Énoncé:
Recopiez les lignes depuis la première jusqu'à celle qui contient « left=0, top=0, right=350, bottom=172 », les deux bornes comprises, en remplaçant « dry grass » par « withered grass » sans rien modifier d'autre. Laissez les images de côté dans votre réponse.

Lignes présentées:
▼

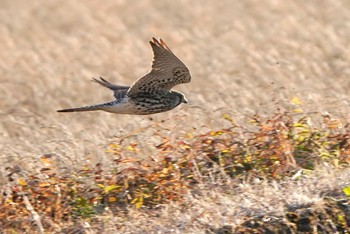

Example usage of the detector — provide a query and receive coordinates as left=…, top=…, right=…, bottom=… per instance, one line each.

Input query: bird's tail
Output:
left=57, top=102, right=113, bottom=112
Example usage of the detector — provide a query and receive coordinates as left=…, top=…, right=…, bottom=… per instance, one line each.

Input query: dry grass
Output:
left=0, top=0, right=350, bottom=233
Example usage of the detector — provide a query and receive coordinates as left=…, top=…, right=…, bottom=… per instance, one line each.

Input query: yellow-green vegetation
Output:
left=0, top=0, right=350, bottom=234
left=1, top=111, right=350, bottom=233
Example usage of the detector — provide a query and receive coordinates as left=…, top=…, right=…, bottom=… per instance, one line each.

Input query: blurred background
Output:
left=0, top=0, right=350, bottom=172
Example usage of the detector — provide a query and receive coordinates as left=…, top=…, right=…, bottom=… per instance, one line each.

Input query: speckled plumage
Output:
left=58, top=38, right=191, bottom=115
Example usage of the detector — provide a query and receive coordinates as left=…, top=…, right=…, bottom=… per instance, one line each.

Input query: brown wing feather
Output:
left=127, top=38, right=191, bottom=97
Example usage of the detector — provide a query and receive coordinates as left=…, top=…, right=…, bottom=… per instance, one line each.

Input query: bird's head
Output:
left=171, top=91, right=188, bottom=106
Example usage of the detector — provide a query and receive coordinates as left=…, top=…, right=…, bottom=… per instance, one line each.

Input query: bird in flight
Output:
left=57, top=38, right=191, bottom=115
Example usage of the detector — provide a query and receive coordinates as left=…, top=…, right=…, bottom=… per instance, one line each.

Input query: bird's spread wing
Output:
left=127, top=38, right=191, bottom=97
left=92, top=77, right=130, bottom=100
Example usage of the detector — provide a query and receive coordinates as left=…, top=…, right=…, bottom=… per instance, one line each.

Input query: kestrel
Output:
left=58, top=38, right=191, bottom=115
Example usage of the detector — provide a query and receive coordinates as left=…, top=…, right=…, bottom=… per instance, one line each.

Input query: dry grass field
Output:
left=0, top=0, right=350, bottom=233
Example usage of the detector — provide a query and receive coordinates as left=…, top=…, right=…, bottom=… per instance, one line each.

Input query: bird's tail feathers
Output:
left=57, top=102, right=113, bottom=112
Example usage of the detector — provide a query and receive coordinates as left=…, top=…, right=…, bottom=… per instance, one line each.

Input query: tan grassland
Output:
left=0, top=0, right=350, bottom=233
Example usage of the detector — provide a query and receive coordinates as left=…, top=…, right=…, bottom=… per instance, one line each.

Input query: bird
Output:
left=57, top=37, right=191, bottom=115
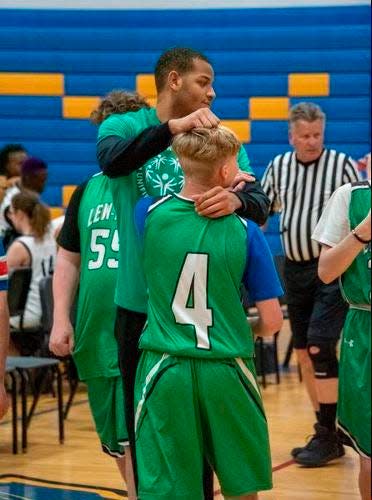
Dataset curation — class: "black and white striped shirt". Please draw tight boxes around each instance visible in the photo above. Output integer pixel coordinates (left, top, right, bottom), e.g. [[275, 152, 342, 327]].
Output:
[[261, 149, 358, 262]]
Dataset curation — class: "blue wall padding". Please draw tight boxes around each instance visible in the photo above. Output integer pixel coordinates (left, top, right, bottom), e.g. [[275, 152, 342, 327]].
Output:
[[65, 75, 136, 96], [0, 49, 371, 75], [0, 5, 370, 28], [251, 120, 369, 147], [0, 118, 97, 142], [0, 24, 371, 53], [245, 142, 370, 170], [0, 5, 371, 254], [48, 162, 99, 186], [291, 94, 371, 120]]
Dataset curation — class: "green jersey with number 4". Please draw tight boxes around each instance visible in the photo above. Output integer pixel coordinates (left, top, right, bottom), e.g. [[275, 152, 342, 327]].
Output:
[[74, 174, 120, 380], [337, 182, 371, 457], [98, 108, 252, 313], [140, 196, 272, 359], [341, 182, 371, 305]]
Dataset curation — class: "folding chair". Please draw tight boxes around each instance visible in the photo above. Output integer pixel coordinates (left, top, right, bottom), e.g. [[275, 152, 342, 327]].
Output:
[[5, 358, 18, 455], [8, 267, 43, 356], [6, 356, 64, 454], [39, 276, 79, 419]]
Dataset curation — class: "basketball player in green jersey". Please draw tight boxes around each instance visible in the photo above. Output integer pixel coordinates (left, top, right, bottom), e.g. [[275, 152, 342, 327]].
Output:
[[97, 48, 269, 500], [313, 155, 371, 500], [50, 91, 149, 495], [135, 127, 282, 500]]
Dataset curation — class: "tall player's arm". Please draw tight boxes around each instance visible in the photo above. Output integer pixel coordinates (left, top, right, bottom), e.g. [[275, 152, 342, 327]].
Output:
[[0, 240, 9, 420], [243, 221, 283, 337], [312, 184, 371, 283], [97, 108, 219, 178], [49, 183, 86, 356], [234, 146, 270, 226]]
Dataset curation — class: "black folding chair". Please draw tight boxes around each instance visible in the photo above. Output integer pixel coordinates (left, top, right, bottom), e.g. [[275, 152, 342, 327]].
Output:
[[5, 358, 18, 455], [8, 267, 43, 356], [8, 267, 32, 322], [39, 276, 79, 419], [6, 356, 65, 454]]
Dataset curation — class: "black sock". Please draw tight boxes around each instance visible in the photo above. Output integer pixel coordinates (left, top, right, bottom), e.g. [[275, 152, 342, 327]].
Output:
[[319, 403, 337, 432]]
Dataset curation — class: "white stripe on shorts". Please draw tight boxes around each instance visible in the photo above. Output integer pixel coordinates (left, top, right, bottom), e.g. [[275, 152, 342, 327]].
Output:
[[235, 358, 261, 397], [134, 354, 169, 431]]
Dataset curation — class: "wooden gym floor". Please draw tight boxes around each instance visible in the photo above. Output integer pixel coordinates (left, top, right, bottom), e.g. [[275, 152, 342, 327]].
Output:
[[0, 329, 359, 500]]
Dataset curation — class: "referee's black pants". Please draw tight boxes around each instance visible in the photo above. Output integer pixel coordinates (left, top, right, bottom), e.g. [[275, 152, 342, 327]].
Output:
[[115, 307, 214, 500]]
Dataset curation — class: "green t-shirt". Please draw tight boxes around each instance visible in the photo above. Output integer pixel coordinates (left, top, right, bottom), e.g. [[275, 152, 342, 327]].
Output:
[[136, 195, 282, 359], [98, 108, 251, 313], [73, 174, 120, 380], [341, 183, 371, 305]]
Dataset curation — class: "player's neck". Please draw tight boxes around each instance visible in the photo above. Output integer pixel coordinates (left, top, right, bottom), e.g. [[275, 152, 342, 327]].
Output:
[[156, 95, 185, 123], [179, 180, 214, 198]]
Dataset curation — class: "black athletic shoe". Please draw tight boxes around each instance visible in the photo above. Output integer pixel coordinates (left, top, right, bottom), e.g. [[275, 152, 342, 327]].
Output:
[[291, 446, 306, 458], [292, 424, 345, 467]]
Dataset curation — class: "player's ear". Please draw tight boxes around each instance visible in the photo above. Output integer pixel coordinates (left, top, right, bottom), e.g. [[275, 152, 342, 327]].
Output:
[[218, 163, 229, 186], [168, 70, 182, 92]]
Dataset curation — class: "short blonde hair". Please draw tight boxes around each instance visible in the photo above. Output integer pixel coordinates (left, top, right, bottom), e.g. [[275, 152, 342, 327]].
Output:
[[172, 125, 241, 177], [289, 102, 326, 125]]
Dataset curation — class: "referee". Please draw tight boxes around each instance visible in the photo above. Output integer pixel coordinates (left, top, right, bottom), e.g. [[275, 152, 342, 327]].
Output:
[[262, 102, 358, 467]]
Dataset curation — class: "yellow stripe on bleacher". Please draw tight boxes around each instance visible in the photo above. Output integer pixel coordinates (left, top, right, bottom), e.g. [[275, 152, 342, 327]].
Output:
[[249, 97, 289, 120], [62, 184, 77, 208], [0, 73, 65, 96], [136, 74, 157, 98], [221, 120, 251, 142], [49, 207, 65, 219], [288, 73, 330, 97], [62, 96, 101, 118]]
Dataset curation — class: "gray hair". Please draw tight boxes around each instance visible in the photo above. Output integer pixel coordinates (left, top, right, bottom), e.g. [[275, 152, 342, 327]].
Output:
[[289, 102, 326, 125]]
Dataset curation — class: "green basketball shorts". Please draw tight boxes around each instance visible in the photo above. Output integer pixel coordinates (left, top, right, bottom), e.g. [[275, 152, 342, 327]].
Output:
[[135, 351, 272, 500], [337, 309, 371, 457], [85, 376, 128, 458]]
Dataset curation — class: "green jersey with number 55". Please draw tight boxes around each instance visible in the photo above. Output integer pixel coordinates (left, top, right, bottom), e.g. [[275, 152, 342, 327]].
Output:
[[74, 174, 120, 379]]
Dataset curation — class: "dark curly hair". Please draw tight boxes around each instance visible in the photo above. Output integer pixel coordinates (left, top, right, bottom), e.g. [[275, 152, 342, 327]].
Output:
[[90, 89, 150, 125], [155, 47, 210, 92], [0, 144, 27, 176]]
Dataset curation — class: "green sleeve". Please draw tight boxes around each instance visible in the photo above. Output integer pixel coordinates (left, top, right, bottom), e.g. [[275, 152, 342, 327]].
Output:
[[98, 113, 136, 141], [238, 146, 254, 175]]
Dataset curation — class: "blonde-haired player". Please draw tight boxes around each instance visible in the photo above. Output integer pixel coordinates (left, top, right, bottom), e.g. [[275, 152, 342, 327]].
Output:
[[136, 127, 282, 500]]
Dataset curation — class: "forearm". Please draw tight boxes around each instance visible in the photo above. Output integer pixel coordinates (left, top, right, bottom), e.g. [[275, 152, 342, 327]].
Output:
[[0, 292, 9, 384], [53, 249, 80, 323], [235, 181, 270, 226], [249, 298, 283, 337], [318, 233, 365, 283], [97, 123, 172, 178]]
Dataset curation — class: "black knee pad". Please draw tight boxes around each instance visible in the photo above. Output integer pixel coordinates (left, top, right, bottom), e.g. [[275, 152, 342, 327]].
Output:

▲

Résultat:
Example usage of the detector — provide a query and receive coordinates as left=…, top=…, right=…, bottom=… per instance, one line each.

Input query: bird's tail
Output:
left=57, top=102, right=113, bottom=112
Example usage of the detector — provide a query and receive coordinates as left=…, top=…, right=…, bottom=… per instance, one line each.

Input query: withered grass
Output:
left=0, top=0, right=350, bottom=233
Example usage of the detector — provide a query and receive coordinates as left=…, top=…, right=…, bottom=… per instance, one line each.

Input query: yellow-green vegetation
Output:
left=0, top=0, right=350, bottom=234
left=1, top=111, right=350, bottom=233
Example usage of the detector — provide a query and receive coordinates as left=…, top=…, right=…, bottom=… per instance, one line each.

Input query: blurred background
Output:
left=0, top=0, right=350, bottom=172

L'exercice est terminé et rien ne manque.